▶ [Direction]
Reproduce the material below with every "Reviewer note" renamed to "Annotator note" and nothing else altered. Leave the pictures out.

▶ [Task inputs]
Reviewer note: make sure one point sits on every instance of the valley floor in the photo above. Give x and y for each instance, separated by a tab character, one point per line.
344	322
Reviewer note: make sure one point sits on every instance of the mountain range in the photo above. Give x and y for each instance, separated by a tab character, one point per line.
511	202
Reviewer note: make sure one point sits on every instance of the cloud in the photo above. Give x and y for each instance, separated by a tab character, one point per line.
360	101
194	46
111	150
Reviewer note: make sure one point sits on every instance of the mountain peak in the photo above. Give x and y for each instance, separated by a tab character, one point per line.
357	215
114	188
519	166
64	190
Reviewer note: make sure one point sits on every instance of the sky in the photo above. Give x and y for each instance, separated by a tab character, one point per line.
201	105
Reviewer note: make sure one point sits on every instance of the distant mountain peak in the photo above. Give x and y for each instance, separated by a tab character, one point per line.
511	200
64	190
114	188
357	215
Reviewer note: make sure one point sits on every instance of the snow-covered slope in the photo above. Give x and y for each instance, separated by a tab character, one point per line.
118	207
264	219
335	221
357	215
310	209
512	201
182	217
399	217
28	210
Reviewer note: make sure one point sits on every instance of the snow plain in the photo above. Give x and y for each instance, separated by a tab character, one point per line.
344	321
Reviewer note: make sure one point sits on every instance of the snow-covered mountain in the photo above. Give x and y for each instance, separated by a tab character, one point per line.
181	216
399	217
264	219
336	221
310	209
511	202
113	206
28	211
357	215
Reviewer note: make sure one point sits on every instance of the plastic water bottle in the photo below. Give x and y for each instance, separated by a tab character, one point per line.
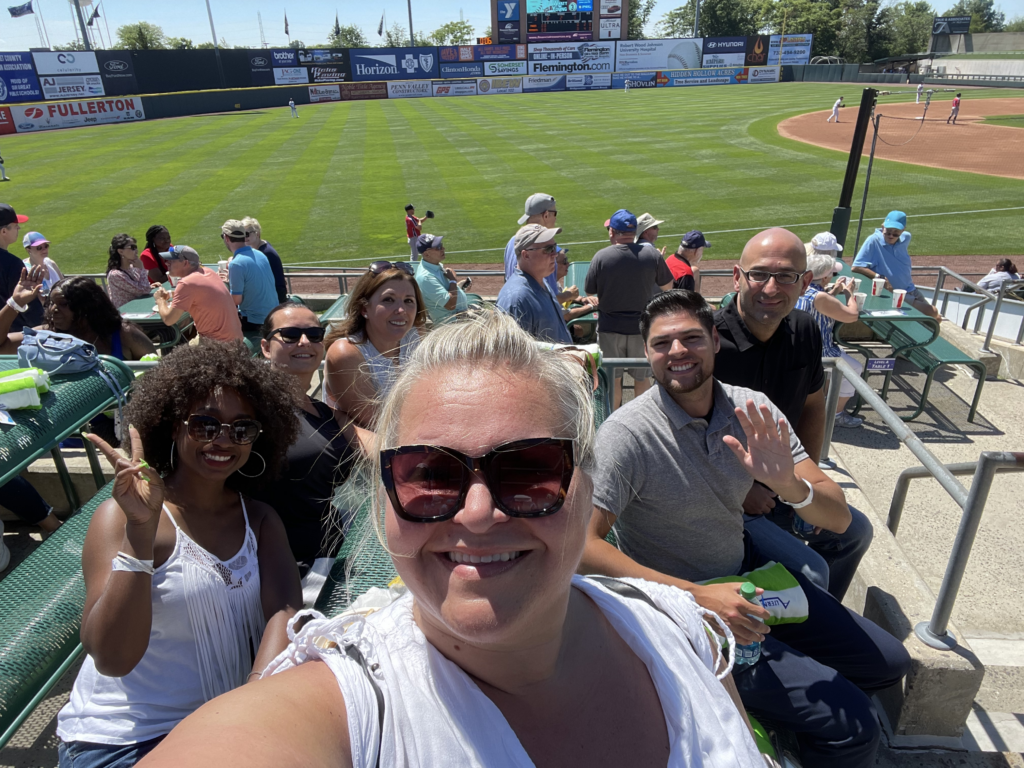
800	526
748	655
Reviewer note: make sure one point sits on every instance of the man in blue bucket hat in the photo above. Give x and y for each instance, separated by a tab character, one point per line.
886	254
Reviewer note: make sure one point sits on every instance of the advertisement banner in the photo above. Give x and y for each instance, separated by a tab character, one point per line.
722	59
501	69
796	49
66	62
555	20
74	114
360	91
393	64
637	80
684	78
415	89
757	50
6	121
486	86
508	32
587	82
546	83
640	55
455	87
462	70
725	45
508	10
327	73
762	75
324	93
290	75
571	58
118	72
611	29
950	25
73	86
17	80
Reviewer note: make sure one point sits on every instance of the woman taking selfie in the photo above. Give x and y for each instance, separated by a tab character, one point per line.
498	655
188	585
383	321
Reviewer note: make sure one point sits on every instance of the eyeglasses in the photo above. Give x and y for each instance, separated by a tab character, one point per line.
402	266
207	429
546	250
294	335
526	478
763	275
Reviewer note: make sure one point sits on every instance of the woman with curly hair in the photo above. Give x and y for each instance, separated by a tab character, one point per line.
188	584
383	322
126	278
78	306
158	241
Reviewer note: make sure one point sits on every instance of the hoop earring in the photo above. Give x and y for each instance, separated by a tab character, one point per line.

▶ [The completed task]
Annotator note: make sure one point sits on every instance of the valley floor in the photo above. Give x and y for each instance, separated by a tab character, one point per line.
344	322
Annotator note: make sure one point sits on every instance of the mountain range in the photo above. Give x and y for each instance, separated by a tab character, one point per line.
511	202
Annotator note: make sure one point sits on every instance of the cloud in the photo above. Give x and y for each instance, separated by a tab character, one point per line.
360	101
194	46
111	150
Annotator note: make sure one point sits on every instance of the mountain peak in the photo above. Give x and y for each instance, separated by a tab character, one point per line.
357	215
114	188
519	166
64	190
Annotator note: make sure one point sits on every instance of the sky in the photo above. Give x and y for each instance, separated by a tab character, one point per line.
201	105
Annotator note: make sure one point sits on every instance of the distant mountain peak in the photo above. Give x and y for each instance, separated by a tab character, one point per line.
511	200
64	190
114	188
357	215
Annotator note: make sure one point sits on every instance of the snow-covered slope in the photo above. Give x and y for each instance, separated by a tab character, one point per line.
118	207
264	219
335	221
357	215
310	209
512	201
182	217
399	217
28	210
Annotator note: make sure one point sits on every instance of the snow plain in the photo above. Give x and y for each instance, separated by a tab character, one point per line.
344	321
Annotator note: make sure one point sits on every instance of the snow-covered mountain in the photo above. Give x and y for each instance, separated by a tab character, one point per line.
181	216
399	217
264	219
336	221
310	209
511	202
113	206
28	211
357	215
Annotator note: make sure one point sits on every instance of the plastic water bottle in the photo below. Give x and y for each instance, separated by a tab character, one point per line.
800	526
748	655
Annotator note: make sure one point sits on every instance of the man in blue bucket hat in the photo above. Give x and y for each instance, separated by a tab character, one point per line.
886	254
Annotator note: make sure one point sits on every instance of the advertisement banner in the photo above. Give x and y for each instance, separated by a tab character, one point per line.
722	59
501	69
796	49
66	62
555	20
74	114
360	91
393	64
637	80
684	78
415	89
757	50
6	121
486	86
508	32
587	82
546	83
640	55
455	87
462	70
725	45
508	10
327	73
762	75
324	93
290	75
571	58
118	72
611	29
950	25
73	86
17	80
Annotator note: make sure one point sits on every instance of the woman taking selfie in the photo above. Give x and y for each instance, separated by a tab character, one point per line.
498	655
188	585
383	321
Annotator note: make sure one point sits on every instance of the eyeglasses in the photo above. Give x and y for each instance, separated by a tab character, one point per line.
402	266
207	429
546	250
294	335
526	478
763	275
Annotator note: make sure one point sits on every instance of the woman with curly hair in the photo above. Give x and y for each instance, separated by a tab character, one point per line.
188	584
383	322
126	278
78	306
158	241
Annotator note: make sure one point sits on every instance of the hoop earring in the photo above. Give x and y for each instance, separated by a tab character, one point per line.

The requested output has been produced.